● **Podany tekst**
------------

Kuropatwa, recepta na zawał serca

Komu się kuropatwy wyrwały spod nóg, wie o czym piszę. To ptaki, które bardzo ufają swojej szacie, pozwalającej wtopić się w otoczenie. Drugą strategią obrony jest przywieranie do ziemi, oraz dotrzymywanie do ostatniej chwili. Zatem można i to nieświadomie "wdepnąć" na kuropatwy i przeżyć (a może nie) ich gwałtowne poderwanie do lotu.   

Wobec tego, fotograficzne spotkanie z kuropatwą nie jest częste, o czym świadczy niewielka ilość publikowanych zdjęć. To ptaki wysokiej roślinności łąk i upraw, gdzie nawet czując się bezpiecznie, są ledwie widoczne. Mając na uwadze powyższe, zdjęcia kuropatw są raczej kwestią przypadku, niż celowego starania.

------------

● **Dane źródłowe**

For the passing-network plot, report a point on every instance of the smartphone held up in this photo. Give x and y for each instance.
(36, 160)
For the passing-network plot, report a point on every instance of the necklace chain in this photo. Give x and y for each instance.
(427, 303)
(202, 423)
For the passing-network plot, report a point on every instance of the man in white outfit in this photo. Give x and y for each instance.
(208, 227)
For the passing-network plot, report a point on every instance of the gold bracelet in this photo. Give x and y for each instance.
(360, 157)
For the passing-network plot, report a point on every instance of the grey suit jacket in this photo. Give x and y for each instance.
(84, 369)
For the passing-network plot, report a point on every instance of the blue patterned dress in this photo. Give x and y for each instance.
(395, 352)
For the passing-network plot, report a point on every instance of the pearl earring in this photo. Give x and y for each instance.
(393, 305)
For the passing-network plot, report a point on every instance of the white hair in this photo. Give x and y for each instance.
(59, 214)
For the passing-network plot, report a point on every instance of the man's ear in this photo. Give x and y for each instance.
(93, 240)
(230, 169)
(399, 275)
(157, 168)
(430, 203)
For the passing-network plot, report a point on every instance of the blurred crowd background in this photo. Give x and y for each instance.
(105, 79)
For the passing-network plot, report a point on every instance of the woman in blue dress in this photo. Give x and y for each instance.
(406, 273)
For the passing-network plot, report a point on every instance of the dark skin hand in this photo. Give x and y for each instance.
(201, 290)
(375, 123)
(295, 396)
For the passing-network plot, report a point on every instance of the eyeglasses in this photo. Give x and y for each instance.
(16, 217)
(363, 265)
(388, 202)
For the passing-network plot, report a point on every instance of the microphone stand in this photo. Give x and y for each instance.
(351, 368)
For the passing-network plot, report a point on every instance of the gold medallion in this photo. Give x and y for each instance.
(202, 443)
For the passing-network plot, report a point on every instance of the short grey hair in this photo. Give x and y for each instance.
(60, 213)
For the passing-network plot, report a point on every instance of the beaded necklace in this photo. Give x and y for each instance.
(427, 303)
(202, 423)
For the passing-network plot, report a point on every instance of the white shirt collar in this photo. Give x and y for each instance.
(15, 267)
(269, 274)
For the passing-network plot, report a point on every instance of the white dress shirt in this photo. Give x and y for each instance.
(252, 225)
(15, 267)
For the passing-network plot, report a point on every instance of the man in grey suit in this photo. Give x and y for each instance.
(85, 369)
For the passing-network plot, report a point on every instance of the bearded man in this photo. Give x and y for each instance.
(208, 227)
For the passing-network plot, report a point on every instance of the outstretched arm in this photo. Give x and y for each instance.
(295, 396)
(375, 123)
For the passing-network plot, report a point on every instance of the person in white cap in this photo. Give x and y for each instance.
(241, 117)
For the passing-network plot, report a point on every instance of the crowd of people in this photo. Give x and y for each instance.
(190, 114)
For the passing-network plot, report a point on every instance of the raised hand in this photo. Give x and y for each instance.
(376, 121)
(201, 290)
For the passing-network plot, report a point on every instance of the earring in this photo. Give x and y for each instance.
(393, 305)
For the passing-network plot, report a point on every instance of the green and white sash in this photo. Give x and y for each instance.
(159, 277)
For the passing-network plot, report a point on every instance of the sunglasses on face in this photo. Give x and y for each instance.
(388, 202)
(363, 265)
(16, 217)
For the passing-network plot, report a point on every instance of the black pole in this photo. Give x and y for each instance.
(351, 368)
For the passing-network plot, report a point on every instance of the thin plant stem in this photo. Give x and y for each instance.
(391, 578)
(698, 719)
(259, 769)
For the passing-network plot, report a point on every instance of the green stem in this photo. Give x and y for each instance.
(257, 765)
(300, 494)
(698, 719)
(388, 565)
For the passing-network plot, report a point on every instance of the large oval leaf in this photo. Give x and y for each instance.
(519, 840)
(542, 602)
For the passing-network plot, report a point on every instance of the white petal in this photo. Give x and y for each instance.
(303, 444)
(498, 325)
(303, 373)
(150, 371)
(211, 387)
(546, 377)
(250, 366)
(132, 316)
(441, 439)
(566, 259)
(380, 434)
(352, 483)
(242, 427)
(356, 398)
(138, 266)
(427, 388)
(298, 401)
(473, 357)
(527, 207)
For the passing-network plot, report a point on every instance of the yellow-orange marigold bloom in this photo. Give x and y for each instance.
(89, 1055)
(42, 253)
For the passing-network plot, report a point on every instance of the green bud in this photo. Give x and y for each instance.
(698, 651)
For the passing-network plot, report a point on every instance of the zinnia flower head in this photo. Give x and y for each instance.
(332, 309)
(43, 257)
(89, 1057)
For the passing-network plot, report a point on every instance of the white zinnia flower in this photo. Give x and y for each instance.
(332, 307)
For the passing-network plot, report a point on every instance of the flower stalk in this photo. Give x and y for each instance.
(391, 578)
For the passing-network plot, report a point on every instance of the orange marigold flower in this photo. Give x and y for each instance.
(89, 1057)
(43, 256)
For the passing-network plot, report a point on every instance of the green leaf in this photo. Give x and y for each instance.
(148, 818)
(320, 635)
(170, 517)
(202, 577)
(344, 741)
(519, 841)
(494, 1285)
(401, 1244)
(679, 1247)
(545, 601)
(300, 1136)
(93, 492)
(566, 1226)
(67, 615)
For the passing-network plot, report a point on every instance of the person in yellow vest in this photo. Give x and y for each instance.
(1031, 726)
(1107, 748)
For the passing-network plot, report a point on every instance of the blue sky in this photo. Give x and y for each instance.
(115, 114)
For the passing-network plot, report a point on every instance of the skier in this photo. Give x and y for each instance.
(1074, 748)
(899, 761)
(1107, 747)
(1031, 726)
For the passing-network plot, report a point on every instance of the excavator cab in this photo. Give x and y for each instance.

------------

● **Zadania do wykonania**
1. Czy możesz zacytować z tekstu o kuropatwach fragment od „Komu się kuropatwy” do „niż celowego starania.”?
2. Jak dalej mógłby brzmieć tekst o kuropatwach? Kontynuuj go, zaczynając po jego ostatnim zdaniu.

● **Zestaw odpowiedzi**
1.
Komu się kuropatwy wyrwały spod nóg, wie o czym piszę. To ptaki, które bardzo ufają swojej szacie, pozwalającej wtopić się w otoczenie. Drugą strategią obrony jest przywieranie do ziemi, oraz dotrzymywanie do ostatniej chwili. Zatem można i to nieświadomie "wdepnąć" na kuropatwy i przeżyć (a może nie) ich gwałtowne poderwanie do lotu.   

Wobec tego, fotograficzne spotkanie z kuropatwą nie jest częste, o czym świadczy niewielka ilość publikowanych zdjęć. To ptaki wysokiej roślinności łąk i upraw, gdzie nawet czując się bezpiecznie, są ledwie widoczne. Mając na uwadze powyższe, zdjęcia kuropatw są raczej kwestią przypadku, niż celowego starania.

2.
Jako niestety gatunek łowny oraz sprawiający kłopot dla obiektywu, kuropatwy są niedoceniane przez miłośników ptasiej fotografii. Szkoda, bo to niezwykle piękne ptaki o ciekawej biologii, którym współczesne rolnictwo zafundowało marny los. Na rzecz wielkoobszarowych monokultur rolnych, zniknęły śródpolne miedze, zagajniki, gdzie kuropatwy zakładały gniazda. Nawet dogodne warunki w terenie nie gwarantują sukcesu lęgowego, bo niekiedy zimne i mokre miesiące czasu rozrodu skutkują wysoką śmiertelnością piskląt. 

Można by jeszcze długo wymieniać zagrożenia jakim muszą sprostać kuropatwy (polowania, drapieżniki, maszyny rolnicze, nawozy sztuczne). Jedno jest pewnie, liczebność kuropatwy w Polsce gwałtownie spada. W ciągu ostatnich 25 lat, nawet o 85%. Zatem każde spotkanie tych ptaków, szkiełkiem czy okiem, warte jest refleksji oraz radości, że jeszcze są.